→ Task details: Below are the records. Restate word for word every line from the one that contains "Indicate the finger" through the final line, both included.
· · · · · · ·
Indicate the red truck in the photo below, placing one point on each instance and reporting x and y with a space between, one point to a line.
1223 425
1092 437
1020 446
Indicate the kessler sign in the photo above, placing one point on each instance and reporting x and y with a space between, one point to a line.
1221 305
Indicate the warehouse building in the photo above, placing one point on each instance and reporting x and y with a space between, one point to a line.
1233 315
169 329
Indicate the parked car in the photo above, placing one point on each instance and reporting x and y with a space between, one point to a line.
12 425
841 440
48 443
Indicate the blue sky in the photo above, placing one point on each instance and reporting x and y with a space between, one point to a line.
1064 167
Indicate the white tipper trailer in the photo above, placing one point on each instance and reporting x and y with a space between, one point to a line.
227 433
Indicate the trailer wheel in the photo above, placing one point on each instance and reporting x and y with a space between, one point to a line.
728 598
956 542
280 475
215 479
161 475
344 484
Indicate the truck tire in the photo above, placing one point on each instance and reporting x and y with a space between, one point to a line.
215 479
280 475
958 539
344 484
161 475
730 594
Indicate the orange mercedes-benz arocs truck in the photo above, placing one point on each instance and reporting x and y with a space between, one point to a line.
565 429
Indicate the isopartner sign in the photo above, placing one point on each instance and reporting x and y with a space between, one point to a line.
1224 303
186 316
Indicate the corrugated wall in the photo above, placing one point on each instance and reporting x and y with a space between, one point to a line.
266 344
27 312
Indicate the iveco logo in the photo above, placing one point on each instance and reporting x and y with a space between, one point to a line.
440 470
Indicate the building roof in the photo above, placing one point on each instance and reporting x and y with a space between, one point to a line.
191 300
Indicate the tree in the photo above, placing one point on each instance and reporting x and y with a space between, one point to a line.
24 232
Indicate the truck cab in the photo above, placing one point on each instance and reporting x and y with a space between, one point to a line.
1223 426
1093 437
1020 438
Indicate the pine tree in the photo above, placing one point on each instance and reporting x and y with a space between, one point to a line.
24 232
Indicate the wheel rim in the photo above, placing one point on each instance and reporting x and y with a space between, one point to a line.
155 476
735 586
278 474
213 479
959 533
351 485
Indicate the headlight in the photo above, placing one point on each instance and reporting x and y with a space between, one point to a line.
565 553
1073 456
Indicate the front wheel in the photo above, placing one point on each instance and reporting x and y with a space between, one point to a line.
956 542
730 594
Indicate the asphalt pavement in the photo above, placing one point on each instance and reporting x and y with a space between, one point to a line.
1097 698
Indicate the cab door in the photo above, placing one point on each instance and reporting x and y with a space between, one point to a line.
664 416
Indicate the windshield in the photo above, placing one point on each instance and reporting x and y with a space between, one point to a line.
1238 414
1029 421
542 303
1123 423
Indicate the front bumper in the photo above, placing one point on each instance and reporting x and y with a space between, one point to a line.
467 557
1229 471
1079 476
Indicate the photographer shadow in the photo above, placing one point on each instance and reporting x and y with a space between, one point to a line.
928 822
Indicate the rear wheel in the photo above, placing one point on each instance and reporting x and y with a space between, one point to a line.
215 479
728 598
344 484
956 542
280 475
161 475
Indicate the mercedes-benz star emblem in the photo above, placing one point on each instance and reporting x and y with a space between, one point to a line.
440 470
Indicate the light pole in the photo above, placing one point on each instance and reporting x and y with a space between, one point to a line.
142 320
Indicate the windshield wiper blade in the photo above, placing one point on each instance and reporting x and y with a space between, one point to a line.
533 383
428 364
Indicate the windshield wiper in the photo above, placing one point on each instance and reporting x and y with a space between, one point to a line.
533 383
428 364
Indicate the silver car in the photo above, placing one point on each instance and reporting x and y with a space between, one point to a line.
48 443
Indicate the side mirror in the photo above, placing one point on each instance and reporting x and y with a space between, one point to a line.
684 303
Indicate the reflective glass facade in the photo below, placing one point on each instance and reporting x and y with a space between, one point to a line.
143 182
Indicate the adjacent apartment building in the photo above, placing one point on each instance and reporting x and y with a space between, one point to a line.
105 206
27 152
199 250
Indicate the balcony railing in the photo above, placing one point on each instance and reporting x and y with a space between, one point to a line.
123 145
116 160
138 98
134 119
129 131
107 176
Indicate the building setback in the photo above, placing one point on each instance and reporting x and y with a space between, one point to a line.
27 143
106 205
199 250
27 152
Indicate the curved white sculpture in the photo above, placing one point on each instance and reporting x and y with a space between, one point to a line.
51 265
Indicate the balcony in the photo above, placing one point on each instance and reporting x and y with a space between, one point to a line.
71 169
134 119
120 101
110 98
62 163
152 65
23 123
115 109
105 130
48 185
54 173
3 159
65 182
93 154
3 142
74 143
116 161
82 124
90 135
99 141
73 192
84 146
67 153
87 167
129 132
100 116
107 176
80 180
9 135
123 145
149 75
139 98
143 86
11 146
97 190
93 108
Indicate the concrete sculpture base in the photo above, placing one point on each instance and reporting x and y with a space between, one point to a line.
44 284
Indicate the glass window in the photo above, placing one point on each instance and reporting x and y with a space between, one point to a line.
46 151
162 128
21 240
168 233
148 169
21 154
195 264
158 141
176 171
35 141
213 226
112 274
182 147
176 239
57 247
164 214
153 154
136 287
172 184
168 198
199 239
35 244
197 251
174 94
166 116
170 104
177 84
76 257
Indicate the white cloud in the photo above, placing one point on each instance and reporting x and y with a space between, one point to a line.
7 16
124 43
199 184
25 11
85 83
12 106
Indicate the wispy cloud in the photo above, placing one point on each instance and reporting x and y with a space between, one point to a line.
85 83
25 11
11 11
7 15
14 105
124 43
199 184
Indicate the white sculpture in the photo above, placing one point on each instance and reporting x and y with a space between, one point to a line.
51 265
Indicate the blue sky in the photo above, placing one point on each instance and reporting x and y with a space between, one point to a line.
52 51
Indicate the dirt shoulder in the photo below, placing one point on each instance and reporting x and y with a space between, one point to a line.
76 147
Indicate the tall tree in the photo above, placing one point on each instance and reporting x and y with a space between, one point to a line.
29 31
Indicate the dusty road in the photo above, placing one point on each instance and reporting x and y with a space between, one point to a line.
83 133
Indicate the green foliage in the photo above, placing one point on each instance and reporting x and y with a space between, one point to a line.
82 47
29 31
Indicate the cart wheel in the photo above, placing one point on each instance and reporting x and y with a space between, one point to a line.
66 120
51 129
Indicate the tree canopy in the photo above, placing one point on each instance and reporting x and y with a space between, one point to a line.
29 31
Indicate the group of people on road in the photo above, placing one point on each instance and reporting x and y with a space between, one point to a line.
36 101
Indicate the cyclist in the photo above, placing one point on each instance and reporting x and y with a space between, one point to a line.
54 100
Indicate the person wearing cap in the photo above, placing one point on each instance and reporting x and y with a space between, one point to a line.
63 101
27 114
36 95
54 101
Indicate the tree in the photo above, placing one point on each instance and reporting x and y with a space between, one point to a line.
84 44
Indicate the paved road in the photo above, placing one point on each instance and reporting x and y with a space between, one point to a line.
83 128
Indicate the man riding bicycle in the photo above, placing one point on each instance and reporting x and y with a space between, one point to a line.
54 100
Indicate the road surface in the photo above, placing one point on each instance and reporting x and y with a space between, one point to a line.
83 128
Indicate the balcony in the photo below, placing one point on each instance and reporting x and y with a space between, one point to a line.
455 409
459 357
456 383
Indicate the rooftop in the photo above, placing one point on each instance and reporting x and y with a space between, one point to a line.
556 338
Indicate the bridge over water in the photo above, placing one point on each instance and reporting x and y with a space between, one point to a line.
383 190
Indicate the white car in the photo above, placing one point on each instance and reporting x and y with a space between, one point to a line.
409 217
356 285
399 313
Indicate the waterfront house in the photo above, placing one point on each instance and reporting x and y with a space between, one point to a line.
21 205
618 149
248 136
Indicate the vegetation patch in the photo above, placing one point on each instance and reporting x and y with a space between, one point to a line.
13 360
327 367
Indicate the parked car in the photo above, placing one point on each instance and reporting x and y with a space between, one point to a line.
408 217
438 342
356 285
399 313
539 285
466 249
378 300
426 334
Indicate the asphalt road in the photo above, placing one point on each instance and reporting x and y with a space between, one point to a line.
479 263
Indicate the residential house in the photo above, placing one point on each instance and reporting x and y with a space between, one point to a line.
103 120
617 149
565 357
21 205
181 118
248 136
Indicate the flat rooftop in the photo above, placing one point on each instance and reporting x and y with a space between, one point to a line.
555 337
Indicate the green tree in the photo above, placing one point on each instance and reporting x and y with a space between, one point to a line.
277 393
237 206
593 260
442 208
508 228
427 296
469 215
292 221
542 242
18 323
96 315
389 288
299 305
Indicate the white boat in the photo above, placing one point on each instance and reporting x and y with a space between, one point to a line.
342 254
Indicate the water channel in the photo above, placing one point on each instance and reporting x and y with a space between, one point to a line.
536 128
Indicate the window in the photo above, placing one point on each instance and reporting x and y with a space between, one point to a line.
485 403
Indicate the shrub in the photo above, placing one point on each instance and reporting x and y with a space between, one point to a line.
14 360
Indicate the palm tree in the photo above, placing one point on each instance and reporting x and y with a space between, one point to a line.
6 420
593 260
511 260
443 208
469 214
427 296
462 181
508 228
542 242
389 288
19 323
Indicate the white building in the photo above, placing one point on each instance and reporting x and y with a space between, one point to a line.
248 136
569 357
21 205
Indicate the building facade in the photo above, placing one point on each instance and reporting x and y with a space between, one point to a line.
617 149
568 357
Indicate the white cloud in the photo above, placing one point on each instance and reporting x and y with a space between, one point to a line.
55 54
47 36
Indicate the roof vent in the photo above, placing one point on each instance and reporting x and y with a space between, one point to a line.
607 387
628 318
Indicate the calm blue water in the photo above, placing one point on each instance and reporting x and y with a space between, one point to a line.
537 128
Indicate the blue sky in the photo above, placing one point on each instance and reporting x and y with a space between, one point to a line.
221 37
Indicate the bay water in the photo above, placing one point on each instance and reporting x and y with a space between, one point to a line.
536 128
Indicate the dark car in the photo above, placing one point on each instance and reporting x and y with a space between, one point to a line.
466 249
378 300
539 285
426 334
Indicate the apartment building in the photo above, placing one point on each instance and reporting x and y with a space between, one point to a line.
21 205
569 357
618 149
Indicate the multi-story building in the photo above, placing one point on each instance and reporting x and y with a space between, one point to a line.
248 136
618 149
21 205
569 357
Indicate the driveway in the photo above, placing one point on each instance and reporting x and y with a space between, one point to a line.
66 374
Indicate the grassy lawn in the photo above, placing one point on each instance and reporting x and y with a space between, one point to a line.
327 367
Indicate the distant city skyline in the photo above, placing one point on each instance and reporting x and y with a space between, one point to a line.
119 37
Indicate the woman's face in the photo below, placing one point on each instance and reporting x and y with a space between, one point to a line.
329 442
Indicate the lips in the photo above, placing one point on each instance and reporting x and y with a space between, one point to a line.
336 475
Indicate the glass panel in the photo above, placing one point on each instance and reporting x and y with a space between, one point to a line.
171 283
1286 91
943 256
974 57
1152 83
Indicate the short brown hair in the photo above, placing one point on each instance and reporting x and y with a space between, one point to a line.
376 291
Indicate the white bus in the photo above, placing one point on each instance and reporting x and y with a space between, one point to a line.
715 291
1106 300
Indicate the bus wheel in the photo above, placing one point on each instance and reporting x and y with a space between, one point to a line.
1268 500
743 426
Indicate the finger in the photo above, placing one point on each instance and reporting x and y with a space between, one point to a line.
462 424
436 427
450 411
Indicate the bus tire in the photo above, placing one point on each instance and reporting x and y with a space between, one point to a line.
· · · · · · ·
→ Result for this exercise:
Indicate the finger in the photo above, placing one point on each instance and reporting x and y with a space between, one point to a line.
462 424
436 427
450 411
Indicate the bus tire in the photo above, placing one point on each instance and reporting x and y with a space between, one point to a line.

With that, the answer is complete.